Copy out every line in the entries below that contains the word "plate".

====

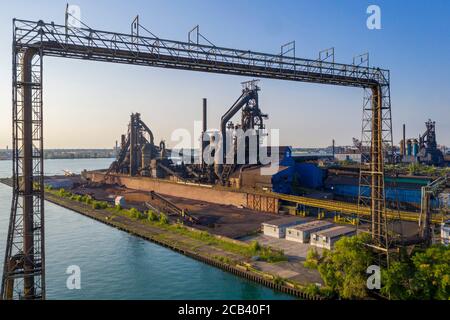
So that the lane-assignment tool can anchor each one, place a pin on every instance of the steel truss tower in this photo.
(23, 276)
(376, 149)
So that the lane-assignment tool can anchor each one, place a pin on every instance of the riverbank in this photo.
(230, 255)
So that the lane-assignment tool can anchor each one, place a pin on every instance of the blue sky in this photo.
(87, 104)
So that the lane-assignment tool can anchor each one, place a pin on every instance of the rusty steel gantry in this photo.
(24, 268)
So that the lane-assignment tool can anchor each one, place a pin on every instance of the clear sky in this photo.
(87, 104)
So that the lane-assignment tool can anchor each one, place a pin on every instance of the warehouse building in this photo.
(277, 228)
(301, 233)
(327, 238)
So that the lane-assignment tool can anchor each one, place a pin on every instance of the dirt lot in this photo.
(229, 221)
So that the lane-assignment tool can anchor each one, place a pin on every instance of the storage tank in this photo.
(409, 147)
(415, 147)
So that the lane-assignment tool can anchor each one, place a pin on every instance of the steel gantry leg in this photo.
(23, 276)
(375, 143)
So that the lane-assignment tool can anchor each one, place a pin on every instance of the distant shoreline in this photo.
(67, 158)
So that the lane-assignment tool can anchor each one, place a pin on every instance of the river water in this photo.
(116, 265)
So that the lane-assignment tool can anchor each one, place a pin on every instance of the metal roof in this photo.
(335, 231)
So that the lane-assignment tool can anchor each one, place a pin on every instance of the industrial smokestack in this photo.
(204, 114)
(333, 150)
(404, 139)
(205, 126)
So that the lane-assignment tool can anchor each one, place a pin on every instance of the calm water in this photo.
(116, 265)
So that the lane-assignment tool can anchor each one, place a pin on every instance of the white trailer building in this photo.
(301, 233)
(445, 233)
(277, 228)
(327, 238)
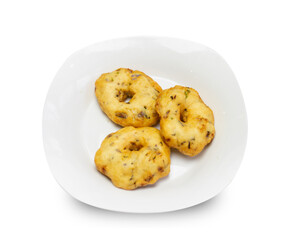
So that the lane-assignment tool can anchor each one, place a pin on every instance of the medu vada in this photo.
(186, 122)
(133, 157)
(128, 97)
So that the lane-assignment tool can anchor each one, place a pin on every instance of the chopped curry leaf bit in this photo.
(187, 93)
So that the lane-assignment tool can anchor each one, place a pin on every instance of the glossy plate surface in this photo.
(74, 125)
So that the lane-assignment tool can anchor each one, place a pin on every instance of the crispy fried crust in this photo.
(113, 89)
(133, 157)
(186, 123)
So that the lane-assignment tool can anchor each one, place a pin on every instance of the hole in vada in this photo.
(124, 96)
(183, 115)
(133, 146)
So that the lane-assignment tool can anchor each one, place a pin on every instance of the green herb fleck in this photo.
(186, 93)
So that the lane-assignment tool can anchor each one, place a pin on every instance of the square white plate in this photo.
(74, 125)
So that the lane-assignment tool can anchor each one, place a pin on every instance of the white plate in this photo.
(74, 125)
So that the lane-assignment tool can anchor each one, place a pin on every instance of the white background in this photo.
(36, 38)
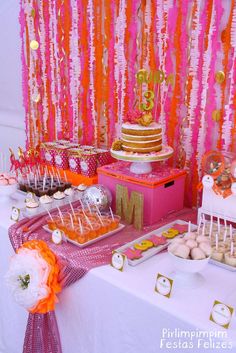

====

* CORRECT OUTPUT *
So that the lane-assignment tool can anchor each one, place a pin on every instance of the glossy plate surface in this photo.
So that the lane-assignment tool can anchor each one, place a pin on every instance of the square white plate in this photo.
So that the lane-assignment tool can anchor each one, place a pin on every instance of the white plate in this photo.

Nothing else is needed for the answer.